#### REQUIRED ACTION
Could the data below be copied out in full, word for word?

DATA TO EXAMINE Start Marker

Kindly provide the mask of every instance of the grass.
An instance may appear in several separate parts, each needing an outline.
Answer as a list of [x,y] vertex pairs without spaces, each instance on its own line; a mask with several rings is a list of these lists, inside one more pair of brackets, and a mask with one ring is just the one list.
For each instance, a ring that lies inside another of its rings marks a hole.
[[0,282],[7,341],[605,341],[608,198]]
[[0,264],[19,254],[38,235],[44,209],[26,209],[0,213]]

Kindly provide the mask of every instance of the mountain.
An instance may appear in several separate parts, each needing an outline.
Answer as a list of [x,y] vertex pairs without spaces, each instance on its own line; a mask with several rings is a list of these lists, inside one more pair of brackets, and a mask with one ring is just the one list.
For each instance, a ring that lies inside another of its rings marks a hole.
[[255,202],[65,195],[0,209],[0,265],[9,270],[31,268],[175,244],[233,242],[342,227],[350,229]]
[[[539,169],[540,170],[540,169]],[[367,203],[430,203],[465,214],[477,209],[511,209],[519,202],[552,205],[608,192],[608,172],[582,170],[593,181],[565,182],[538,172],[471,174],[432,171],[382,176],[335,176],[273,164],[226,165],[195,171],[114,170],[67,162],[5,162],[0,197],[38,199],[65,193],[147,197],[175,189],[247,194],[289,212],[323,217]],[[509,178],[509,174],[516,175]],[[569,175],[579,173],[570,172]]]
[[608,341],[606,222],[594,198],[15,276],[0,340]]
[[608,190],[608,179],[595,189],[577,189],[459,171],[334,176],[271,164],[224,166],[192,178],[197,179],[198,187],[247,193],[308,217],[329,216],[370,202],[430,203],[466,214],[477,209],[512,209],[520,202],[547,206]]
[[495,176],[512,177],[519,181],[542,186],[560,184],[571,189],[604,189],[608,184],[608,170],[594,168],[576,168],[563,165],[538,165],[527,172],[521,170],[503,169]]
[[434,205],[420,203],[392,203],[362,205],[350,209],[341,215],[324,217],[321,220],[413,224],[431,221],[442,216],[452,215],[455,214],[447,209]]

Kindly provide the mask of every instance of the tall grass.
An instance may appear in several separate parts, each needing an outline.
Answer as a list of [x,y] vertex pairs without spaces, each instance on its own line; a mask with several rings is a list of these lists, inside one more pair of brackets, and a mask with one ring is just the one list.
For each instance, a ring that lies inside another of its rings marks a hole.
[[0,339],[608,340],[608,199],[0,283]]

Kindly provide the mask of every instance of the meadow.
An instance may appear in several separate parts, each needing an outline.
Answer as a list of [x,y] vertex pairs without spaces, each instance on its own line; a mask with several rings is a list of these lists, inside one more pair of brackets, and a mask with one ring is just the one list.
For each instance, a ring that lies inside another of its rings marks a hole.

DATA TO EXAMINE End Marker

#### EXPECTED OUTPUT
Kindly provide the mask of every instance of the grass.
An instance may appear in several separate parts, each needing an outline.
Answer as a list of [x,y] vertex pairs without spaces, each instance on its own line; a mask with several rings is a list of these lists, inside one more pair of brackets, and a mask with one ring is just the one list.
For each instance, a ring that lies inside another of its rings marks a hole.
[[0,282],[7,341],[605,341],[608,198]]
[[0,264],[19,254],[38,235],[44,209],[26,209],[0,213]]

Kindly provide the mask of every instance of the mountain.
An instance may appear in several separate parts, each needing an outline.
Answer as a list of [x,y] vertex pairs without spaces, each instance on its own line; a mask with several rings is a list of these lists, inside one more pair of brackets, and a mask with one ring is just the one list.
For each instance, a ring that lies inside another of its rings marks a hole.
[[255,202],[65,195],[0,209],[0,265],[9,270],[31,268],[175,244],[233,242],[342,227],[350,229]]
[[[539,169],[540,170],[540,169]],[[367,203],[430,203],[465,214],[477,209],[511,209],[519,202],[552,205],[608,192],[608,172],[582,170],[593,181],[565,182],[538,172],[471,174],[432,171],[382,176],[335,176],[273,164],[226,165],[195,171],[114,170],[67,162],[5,162],[0,197],[38,199],[65,193],[147,197],[175,189],[247,194],[289,212],[323,217]],[[509,178],[509,174],[516,175]],[[569,175],[579,173],[570,172]]]
[[608,341],[606,222],[594,198],[15,276],[0,340]]
[[608,190],[608,179],[595,189],[577,189],[459,171],[334,176],[271,164],[224,166],[192,178],[197,179],[198,187],[247,193],[308,217],[329,216],[370,202],[430,203],[466,214],[477,209],[512,209],[520,202],[547,206]]
[[495,176],[512,177],[519,181],[542,186],[560,184],[571,189],[604,189],[608,184],[608,170],[594,168],[576,168],[563,165],[538,165],[527,172],[521,170],[503,169]]
[[434,205],[420,203],[392,203],[362,205],[350,209],[341,215],[324,217],[321,220],[413,224],[431,221],[442,216],[452,215],[455,214],[447,209]]

Kindly provide the mask of every instance of the tall grass.
An instance may appear in several separate parts, each needing an outline.
Answer as a list of [x,y] vertex pairs without spaces, each instance on its own line; a mask with several rings is a list of these lists, inside one more pair of brackets, and a mask with one ring is just the one list.
For each instance, a ring that lies inside another of its rings marks a hole.
[[0,339],[608,340],[608,199],[0,283]]

Kindly provide the mask of every instance of the meadow.
An instance may appear in several separate parts, each needing an outline.
Answer as a list of [x,y] vertex pairs without spaces, each instance on its own line; a mask with several rings is a list of these lists, inside one more pair of brackets, and a mask with one ring is just the one list.
For each instance, a ring that lies inside another of its rings marks a hole.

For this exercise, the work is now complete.